* _Data for analysis_
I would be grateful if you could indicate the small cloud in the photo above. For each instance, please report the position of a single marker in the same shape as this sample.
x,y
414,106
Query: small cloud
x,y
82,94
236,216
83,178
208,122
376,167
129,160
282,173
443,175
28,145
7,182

* _Description of the task_
Each line of the material above needs repeating verbatim.

* _Exercise response_
I would be grateful if you could indicate the small cloud in the photo above. For each instance, please report the position of a single marker in the same shape as this sample.
x,y
414,106
Query: small cloud
x,y
82,94
236,216
83,178
208,122
376,167
129,160
282,173
443,175
28,145
7,182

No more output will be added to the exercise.